*WHAT TO WORK ON*
How many lines in the listing below contain the string "smiling", with case counting? Tally them and reply with the number alone.

** start MATERIAL SUPPLIED **

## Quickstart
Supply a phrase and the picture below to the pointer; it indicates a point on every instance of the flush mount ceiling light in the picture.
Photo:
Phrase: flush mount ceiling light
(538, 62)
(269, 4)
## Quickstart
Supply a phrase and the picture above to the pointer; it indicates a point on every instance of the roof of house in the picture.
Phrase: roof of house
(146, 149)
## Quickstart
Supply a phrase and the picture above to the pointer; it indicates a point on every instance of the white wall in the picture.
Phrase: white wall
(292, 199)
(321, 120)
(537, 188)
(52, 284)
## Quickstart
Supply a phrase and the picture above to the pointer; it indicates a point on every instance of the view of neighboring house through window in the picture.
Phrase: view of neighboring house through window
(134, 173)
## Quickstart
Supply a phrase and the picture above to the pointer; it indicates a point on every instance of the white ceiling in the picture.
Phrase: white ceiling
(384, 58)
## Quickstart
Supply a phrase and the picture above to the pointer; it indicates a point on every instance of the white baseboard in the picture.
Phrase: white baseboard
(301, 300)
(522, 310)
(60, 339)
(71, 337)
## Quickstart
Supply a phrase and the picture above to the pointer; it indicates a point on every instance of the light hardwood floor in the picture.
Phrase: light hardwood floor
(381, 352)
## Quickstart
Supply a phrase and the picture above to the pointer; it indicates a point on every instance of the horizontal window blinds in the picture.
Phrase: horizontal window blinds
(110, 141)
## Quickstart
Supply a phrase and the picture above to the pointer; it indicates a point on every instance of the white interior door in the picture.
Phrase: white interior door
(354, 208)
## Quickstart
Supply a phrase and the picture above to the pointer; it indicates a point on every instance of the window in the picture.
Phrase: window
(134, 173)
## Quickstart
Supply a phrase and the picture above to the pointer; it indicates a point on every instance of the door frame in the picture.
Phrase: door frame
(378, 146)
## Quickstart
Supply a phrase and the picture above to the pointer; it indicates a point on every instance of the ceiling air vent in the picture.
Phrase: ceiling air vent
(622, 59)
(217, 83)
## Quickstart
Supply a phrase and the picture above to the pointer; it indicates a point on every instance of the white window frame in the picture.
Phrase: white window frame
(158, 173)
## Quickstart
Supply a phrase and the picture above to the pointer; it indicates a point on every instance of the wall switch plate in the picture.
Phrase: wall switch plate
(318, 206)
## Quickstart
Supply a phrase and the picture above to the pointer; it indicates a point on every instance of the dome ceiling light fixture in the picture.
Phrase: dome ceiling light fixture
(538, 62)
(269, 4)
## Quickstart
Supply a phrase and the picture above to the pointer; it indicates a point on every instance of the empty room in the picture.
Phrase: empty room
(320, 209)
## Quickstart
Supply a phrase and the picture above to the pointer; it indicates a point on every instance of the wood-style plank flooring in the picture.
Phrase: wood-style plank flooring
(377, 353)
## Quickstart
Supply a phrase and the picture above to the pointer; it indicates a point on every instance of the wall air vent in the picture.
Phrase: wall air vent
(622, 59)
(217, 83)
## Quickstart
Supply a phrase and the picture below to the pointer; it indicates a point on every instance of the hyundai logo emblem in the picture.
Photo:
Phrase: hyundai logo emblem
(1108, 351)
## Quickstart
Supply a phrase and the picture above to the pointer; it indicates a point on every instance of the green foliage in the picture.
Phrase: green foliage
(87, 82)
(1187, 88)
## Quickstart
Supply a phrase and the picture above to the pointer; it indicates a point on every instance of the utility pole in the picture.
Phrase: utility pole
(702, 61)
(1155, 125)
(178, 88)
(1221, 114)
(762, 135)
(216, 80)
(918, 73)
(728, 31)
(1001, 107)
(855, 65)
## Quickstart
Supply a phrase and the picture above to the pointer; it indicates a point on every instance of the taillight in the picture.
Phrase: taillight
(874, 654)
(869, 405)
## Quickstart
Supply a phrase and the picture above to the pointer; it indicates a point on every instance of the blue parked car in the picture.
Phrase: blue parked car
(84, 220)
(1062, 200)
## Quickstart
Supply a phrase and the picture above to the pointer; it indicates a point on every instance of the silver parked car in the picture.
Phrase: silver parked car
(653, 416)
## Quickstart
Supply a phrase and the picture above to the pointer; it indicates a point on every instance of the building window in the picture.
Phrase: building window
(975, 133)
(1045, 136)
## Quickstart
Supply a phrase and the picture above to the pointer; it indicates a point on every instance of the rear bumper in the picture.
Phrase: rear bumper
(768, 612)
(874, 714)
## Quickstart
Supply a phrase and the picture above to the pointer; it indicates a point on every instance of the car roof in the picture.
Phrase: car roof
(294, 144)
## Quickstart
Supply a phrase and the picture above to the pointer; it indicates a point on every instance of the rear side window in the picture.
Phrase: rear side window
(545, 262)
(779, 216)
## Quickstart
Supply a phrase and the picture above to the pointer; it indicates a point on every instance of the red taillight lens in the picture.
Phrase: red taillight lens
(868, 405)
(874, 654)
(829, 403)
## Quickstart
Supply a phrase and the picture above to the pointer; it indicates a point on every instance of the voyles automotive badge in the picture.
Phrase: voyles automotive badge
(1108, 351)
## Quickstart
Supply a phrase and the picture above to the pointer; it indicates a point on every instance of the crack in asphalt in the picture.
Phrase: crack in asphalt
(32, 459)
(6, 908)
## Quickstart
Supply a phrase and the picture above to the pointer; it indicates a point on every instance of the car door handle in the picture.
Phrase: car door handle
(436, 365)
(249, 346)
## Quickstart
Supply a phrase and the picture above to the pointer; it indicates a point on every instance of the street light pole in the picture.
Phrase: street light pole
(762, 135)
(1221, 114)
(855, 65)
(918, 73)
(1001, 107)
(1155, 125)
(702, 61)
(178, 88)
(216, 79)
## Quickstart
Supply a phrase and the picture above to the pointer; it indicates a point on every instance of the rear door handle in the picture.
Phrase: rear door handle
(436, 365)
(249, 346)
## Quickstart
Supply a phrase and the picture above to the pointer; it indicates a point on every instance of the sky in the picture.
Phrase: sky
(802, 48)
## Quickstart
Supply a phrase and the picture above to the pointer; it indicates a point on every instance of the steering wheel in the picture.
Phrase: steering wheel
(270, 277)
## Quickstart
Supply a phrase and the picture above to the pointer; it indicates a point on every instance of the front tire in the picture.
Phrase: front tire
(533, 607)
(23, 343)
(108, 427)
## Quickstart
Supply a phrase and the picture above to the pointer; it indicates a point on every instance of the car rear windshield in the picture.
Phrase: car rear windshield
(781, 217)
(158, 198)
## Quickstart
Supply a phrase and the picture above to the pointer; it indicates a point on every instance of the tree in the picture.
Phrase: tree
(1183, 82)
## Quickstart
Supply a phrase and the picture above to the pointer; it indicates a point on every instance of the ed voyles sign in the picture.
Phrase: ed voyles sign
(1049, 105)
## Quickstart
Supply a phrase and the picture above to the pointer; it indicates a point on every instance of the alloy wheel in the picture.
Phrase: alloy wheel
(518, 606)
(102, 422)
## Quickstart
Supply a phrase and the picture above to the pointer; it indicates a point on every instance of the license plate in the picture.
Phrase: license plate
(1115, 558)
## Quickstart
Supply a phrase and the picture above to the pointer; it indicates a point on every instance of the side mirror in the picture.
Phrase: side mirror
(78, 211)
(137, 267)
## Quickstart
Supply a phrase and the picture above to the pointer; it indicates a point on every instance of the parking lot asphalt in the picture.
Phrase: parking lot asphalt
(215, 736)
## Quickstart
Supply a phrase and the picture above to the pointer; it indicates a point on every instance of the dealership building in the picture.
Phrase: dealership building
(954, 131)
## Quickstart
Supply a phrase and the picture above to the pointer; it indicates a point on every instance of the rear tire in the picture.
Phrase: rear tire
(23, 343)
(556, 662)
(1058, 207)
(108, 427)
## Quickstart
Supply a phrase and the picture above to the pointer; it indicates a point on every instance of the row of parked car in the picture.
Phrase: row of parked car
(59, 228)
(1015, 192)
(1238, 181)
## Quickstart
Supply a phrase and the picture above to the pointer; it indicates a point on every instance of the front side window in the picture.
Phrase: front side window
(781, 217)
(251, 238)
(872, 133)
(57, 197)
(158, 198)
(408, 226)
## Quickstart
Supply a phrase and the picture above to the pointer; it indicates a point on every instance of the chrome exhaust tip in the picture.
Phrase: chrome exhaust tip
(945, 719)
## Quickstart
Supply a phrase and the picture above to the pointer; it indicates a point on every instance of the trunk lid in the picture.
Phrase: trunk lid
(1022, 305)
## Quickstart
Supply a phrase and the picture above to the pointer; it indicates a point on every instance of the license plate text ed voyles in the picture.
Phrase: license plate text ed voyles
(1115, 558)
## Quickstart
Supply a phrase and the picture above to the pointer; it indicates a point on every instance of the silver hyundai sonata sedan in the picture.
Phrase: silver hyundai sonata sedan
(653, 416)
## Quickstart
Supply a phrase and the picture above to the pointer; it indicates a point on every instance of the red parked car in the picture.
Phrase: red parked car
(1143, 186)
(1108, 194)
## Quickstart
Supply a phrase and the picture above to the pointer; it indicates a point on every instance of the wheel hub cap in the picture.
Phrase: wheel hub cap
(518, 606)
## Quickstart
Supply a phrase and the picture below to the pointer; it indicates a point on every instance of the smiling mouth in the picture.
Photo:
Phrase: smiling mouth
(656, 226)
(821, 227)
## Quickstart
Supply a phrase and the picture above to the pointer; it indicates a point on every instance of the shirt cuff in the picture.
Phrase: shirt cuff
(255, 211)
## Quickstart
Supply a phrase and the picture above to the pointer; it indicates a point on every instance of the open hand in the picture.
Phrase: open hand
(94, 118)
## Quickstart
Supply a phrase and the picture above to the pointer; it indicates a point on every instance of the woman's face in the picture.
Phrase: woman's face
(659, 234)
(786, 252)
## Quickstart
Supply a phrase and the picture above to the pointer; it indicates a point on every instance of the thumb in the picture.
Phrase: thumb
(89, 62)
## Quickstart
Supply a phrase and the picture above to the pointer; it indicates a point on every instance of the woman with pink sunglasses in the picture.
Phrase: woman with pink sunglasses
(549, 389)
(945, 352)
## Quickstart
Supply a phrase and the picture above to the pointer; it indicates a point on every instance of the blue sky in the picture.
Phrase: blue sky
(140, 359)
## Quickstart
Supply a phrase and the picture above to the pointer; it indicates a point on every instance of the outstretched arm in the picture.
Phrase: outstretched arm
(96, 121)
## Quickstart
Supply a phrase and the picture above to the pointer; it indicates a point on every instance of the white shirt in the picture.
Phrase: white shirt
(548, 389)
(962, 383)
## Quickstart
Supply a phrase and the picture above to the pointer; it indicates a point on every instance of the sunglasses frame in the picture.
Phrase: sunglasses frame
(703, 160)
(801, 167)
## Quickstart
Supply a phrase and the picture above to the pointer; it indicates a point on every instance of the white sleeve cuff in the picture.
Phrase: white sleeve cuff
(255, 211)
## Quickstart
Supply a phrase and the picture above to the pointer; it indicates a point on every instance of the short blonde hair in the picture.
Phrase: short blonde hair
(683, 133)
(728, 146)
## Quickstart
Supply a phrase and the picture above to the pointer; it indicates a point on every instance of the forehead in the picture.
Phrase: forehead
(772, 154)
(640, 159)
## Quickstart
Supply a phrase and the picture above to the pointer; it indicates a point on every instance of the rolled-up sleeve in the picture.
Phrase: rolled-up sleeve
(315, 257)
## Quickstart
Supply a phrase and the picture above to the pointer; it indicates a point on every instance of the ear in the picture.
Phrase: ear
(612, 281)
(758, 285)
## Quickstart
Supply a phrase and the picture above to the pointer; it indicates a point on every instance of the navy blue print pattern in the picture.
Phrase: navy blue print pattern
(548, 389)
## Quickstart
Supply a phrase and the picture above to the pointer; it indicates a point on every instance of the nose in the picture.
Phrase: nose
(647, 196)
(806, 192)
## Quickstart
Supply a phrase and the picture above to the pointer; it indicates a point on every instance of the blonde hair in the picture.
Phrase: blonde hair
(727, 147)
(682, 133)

** end MATERIAL SUPPLIED **

*FINAL RESULT*
2